> YOUR OBJECTIVE
Please copy the lines below verbatim, from the line containing "In this photo, where can the broad" through the line containing "(1063, 523)", both included.

[START OF RECORDS SHOWN]

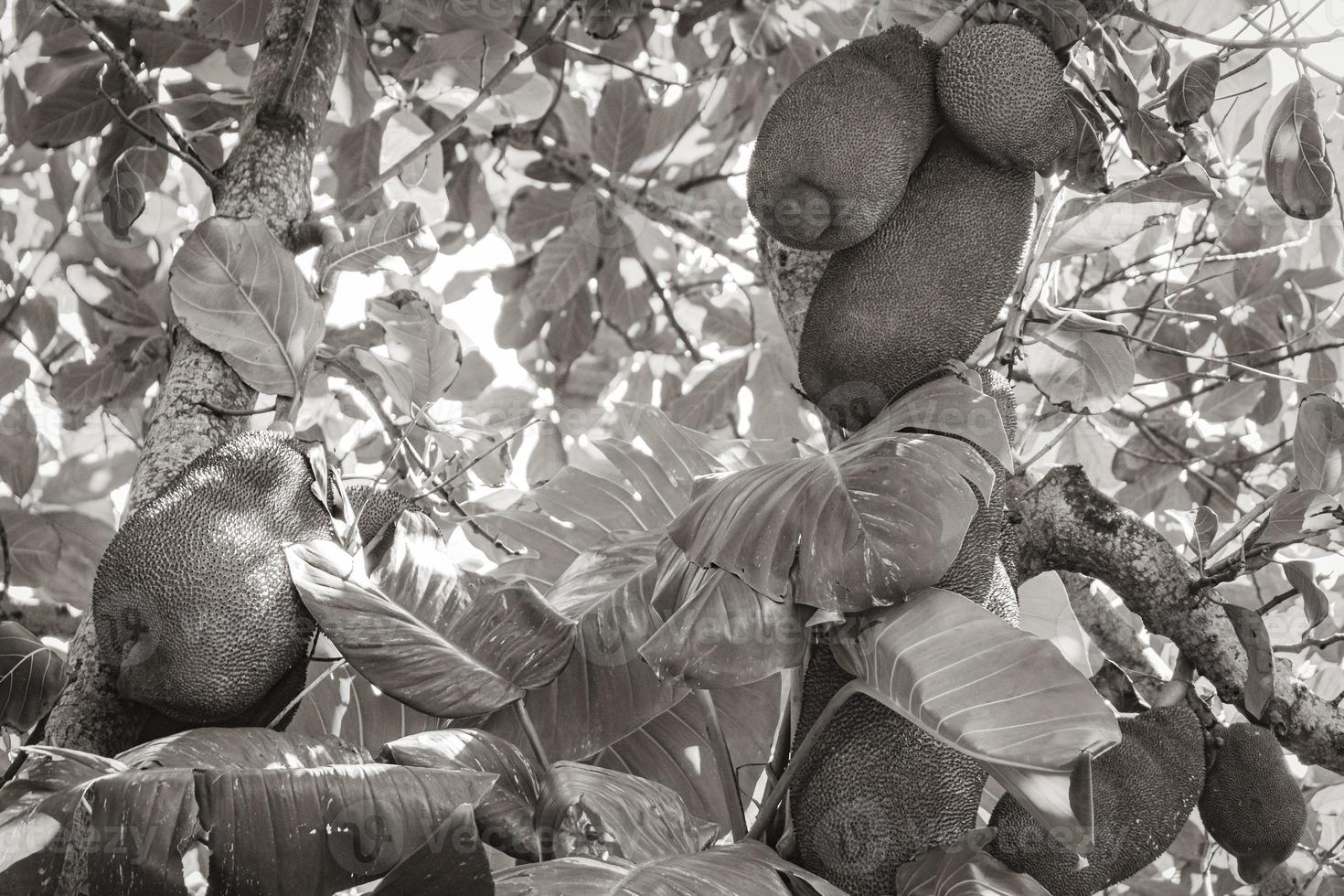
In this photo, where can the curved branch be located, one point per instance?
(1064, 523)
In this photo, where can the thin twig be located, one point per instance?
(397, 434)
(1131, 11)
(529, 732)
(296, 62)
(781, 787)
(667, 308)
(514, 60)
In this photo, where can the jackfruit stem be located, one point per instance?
(945, 28)
(772, 802)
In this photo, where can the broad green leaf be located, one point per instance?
(674, 747)
(961, 869)
(606, 690)
(73, 112)
(453, 856)
(620, 123)
(304, 832)
(585, 810)
(1192, 91)
(240, 293)
(1318, 443)
(563, 266)
(718, 632)
(242, 749)
(421, 357)
(238, 22)
(1083, 368)
(654, 465)
(506, 816)
(31, 677)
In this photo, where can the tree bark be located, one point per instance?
(266, 176)
(1064, 524)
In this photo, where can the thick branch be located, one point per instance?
(268, 177)
(1063, 523)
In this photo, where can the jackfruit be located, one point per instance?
(835, 151)
(877, 789)
(192, 601)
(925, 288)
(1252, 805)
(1144, 789)
(1000, 88)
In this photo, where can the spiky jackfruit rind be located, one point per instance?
(925, 288)
(878, 790)
(837, 146)
(1143, 792)
(1252, 805)
(1000, 88)
(192, 601)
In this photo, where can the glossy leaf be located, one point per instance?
(443, 641)
(718, 632)
(240, 293)
(242, 749)
(506, 815)
(654, 466)
(864, 526)
(585, 810)
(620, 123)
(1260, 657)
(123, 200)
(674, 749)
(991, 690)
(302, 832)
(1318, 443)
(606, 690)
(1316, 603)
(742, 869)
(397, 232)
(31, 676)
(421, 357)
(1152, 140)
(1192, 91)
(961, 870)
(1296, 169)
(453, 856)
(1087, 225)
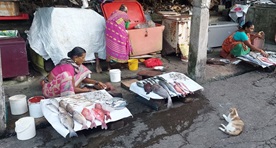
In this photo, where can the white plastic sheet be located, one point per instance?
(53, 119)
(190, 84)
(56, 31)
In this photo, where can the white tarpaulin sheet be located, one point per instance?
(258, 59)
(171, 78)
(56, 31)
(87, 100)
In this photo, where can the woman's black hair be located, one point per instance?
(248, 24)
(123, 8)
(77, 51)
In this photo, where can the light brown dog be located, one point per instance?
(235, 124)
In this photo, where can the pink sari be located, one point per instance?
(62, 85)
(118, 46)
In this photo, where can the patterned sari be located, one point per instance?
(62, 85)
(118, 46)
(236, 48)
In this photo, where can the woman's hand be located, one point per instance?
(263, 53)
(260, 34)
(100, 86)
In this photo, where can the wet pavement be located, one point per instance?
(193, 124)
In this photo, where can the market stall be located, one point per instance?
(186, 85)
(114, 105)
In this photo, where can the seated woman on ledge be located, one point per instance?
(66, 77)
(239, 43)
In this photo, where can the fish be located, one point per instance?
(80, 119)
(156, 88)
(62, 110)
(171, 88)
(185, 88)
(179, 90)
(67, 121)
(168, 84)
(69, 108)
(90, 116)
(162, 83)
(107, 113)
(62, 104)
(140, 84)
(99, 114)
(54, 102)
(53, 108)
(147, 87)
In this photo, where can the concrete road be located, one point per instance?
(187, 125)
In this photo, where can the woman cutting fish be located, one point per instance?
(66, 77)
(118, 46)
(240, 42)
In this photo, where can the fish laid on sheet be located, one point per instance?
(52, 108)
(67, 121)
(100, 116)
(54, 102)
(80, 119)
(90, 116)
(69, 108)
(62, 104)
(179, 90)
(62, 110)
(106, 113)
(156, 88)
(162, 83)
(147, 87)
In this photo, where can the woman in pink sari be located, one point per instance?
(66, 77)
(118, 46)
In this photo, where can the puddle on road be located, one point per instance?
(146, 129)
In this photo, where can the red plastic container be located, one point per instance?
(145, 40)
(13, 57)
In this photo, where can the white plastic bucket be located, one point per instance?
(35, 107)
(25, 128)
(115, 75)
(18, 104)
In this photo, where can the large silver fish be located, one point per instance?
(69, 108)
(62, 110)
(80, 119)
(52, 108)
(62, 104)
(54, 102)
(156, 88)
(169, 85)
(67, 121)
(162, 83)
(147, 87)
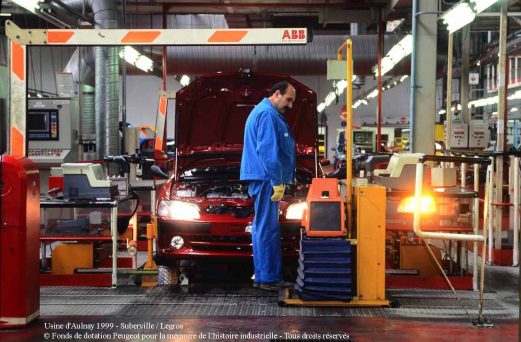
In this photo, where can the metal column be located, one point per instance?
(448, 121)
(500, 141)
(423, 82)
(464, 86)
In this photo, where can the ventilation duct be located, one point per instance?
(307, 59)
(106, 77)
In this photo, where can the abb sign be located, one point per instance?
(293, 34)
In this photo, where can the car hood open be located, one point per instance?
(211, 113)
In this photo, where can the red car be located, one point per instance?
(203, 210)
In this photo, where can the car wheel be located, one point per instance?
(167, 275)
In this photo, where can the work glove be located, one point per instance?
(278, 192)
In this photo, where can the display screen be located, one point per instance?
(37, 122)
(42, 124)
(363, 137)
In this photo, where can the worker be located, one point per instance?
(268, 162)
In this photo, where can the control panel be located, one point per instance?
(52, 134)
(48, 155)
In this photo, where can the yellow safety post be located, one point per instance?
(149, 280)
(348, 46)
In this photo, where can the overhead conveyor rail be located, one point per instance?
(19, 39)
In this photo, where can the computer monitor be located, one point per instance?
(43, 124)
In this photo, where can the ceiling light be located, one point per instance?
(30, 5)
(330, 98)
(458, 16)
(372, 94)
(185, 80)
(393, 24)
(398, 52)
(340, 86)
(133, 57)
(481, 5)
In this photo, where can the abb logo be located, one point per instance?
(294, 34)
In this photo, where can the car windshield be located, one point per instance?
(230, 172)
(212, 172)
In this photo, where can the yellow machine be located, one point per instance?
(369, 242)
(366, 234)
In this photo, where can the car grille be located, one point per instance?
(239, 212)
(235, 243)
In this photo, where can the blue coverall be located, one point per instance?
(268, 159)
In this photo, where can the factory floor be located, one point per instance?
(227, 311)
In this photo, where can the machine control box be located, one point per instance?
(459, 135)
(478, 134)
(86, 181)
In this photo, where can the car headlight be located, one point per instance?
(178, 210)
(296, 210)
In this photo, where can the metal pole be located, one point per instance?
(475, 226)
(380, 92)
(114, 231)
(124, 88)
(515, 253)
(449, 91)
(412, 99)
(490, 213)
(464, 85)
(500, 143)
(348, 46)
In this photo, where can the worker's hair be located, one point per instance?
(280, 86)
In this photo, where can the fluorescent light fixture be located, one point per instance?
(185, 80)
(30, 5)
(492, 100)
(481, 5)
(458, 17)
(330, 98)
(133, 57)
(398, 52)
(372, 94)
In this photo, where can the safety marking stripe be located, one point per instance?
(227, 36)
(17, 142)
(162, 105)
(56, 37)
(18, 60)
(140, 36)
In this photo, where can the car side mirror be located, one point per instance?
(156, 171)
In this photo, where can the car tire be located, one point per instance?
(167, 275)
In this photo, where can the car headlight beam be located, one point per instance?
(296, 210)
(179, 210)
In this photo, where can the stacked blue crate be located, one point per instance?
(325, 270)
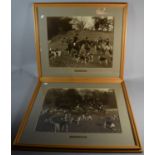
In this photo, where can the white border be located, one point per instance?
(5, 77)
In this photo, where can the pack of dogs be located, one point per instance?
(83, 51)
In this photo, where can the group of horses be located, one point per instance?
(63, 122)
(83, 51)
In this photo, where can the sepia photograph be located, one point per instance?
(79, 111)
(80, 41)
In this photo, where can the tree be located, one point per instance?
(56, 25)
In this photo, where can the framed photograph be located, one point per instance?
(80, 102)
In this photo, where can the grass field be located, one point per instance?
(90, 126)
(65, 60)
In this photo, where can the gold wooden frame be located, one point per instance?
(41, 79)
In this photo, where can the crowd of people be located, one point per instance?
(85, 50)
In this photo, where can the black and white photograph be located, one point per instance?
(76, 109)
(80, 41)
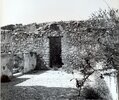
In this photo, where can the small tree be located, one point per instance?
(105, 29)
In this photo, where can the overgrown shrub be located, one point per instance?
(5, 78)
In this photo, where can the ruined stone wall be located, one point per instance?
(6, 65)
(78, 38)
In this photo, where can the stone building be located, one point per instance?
(50, 45)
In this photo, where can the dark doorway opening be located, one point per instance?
(55, 52)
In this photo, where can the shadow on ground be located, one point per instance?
(9, 91)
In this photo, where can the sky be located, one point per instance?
(30, 11)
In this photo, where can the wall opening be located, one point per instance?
(55, 52)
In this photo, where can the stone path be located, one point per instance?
(43, 85)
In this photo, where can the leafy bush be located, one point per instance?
(5, 78)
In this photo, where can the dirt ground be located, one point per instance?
(42, 85)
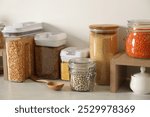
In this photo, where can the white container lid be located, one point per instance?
(50, 40)
(23, 27)
(73, 52)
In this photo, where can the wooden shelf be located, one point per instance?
(118, 66)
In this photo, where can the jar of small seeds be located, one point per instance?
(82, 74)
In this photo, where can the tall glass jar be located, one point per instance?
(138, 40)
(82, 74)
(103, 45)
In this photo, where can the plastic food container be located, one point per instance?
(69, 53)
(50, 40)
(138, 40)
(82, 74)
(103, 45)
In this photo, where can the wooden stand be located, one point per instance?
(118, 67)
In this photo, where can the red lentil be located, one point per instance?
(138, 44)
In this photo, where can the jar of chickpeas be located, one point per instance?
(82, 74)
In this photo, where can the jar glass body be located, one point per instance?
(138, 39)
(103, 45)
(82, 74)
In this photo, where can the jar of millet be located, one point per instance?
(138, 40)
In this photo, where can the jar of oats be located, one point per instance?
(82, 74)
(103, 45)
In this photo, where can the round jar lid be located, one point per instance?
(139, 25)
(103, 26)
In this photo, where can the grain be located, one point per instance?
(1, 40)
(82, 80)
(47, 62)
(19, 58)
(102, 49)
(138, 44)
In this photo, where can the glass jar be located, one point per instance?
(138, 40)
(82, 74)
(103, 45)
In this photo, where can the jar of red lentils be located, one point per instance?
(138, 40)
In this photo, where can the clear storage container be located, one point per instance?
(138, 40)
(82, 74)
(70, 53)
(103, 45)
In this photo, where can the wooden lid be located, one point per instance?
(103, 26)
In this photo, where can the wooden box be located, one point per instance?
(118, 69)
(47, 62)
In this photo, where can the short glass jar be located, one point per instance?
(82, 74)
(138, 40)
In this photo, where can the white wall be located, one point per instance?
(74, 16)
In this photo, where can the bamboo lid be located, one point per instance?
(103, 26)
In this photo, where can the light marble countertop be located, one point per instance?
(30, 90)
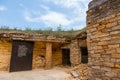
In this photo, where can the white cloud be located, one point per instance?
(75, 20)
(55, 18)
(3, 8)
(45, 7)
(51, 18)
(78, 8)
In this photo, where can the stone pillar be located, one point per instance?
(48, 56)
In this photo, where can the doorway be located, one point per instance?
(84, 54)
(66, 57)
(21, 58)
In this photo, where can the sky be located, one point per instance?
(43, 14)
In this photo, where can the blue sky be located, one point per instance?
(41, 14)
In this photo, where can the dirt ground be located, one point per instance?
(40, 74)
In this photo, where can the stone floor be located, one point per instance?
(41, 74)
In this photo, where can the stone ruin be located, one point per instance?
(103, 39)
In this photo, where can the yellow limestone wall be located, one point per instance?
(39, 52)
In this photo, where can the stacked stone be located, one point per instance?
(5, 54)
(103, 39)
(82, 71)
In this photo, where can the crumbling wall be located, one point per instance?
(39, 52)
(103, 39)
(75, 53)
(5, 54)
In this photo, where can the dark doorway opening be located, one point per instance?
(84, 54)
(66, 57)
(21, 59)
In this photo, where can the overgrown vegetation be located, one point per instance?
(58, 33)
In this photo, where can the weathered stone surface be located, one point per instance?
(105, 14)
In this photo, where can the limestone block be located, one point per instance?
(111, 74)
(115, 55)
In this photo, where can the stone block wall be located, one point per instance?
(5, 54)
(103, 39)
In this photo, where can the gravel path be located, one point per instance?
(53, 74)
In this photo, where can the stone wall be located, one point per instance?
(103, 39)
(5, 54)
(39, 53)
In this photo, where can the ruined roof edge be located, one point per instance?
(95, 3)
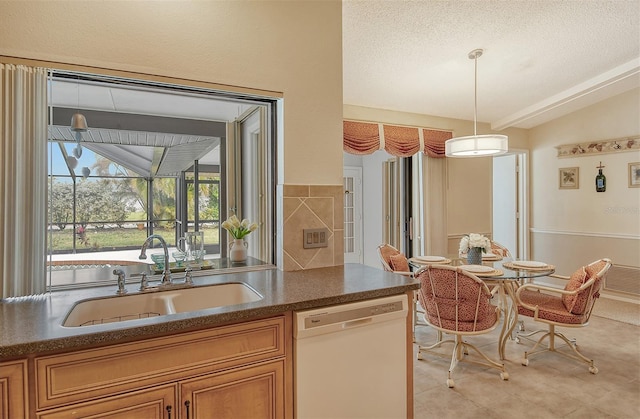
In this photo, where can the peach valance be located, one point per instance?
(402, 141)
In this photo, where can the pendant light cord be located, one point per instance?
(475, 96)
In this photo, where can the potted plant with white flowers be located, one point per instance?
(238, 230)
(473, 245)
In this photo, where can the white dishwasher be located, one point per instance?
(350, 360)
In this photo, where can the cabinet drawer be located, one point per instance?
(149, 404)
(93, 373)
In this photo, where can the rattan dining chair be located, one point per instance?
(568, 307)
(457, 303)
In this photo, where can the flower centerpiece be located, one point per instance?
(473, 245)
(238, 230)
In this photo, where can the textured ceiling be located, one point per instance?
(542, 59)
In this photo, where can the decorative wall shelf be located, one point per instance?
(599, 147)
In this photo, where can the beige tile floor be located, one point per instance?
(551, 386)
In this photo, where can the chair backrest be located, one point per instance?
(392, 259)
(455, 300)
(587, 281)
(500, 250)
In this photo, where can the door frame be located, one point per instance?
(358, 233)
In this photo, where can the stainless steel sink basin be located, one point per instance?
(153, 304)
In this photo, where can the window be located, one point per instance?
(156, 159)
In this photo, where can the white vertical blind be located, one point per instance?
(23, 179)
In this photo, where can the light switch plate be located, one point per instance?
(314, 237)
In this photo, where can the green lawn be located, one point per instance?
(118, 238)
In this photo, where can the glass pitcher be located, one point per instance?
(192, 244)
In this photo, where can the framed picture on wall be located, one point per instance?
(569, 177)
(634, 175)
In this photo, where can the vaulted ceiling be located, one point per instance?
(542, 59)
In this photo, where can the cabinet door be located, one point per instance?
(13, 390)
(255, 392)
(158, 402)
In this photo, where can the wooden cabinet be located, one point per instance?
(233, 371)
(255, 392)
(153, 403)
(14, 401)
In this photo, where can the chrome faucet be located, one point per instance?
(121, 281)
(166, 274)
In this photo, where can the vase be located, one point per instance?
(474, 256)
(238, 251)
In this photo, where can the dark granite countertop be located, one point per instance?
(33, 325)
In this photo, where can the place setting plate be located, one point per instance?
(427, 260)
(481, 270)
(530, 265)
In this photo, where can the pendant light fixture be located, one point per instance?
(78, 126)
(476, 145)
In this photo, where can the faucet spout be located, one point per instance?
(166, 274)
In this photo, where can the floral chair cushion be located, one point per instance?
(398, 262)
(550, 307)
(575, 303)
(449, 311)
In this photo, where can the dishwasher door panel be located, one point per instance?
(354, 368)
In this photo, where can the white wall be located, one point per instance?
(469, 185)
(294, 48)
(572, 227)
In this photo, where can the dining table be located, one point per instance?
(502, 275)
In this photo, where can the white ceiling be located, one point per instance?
(542, 58)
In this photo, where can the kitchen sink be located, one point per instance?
(159, 303)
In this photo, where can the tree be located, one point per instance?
(61, 203)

[END OF RECORDS SHOWN]

> FINISHED TASK
In this photo, where can the broad green leaf be located, one point per instance?
(674, 747)
(961, 869)
(606, 690)
(73, 112)
(453, 856)
(620, 123)
(304, 832)
(585, 810)
(1192, 91)
(240, 293)
(1318, 443)
(563, 266)
(718, 632)
(242, 749)
(421, 357)
(238, 22)
(1083, 368)
(654, 465)
(506, 816)
(31, 677)
In this photo, where can the tree bark be located, one point per instance?
(266, 176)
(1064, 524)
In this photo, where can the thick branch be located, one point per instance?
(268, 177)
(1063, 523)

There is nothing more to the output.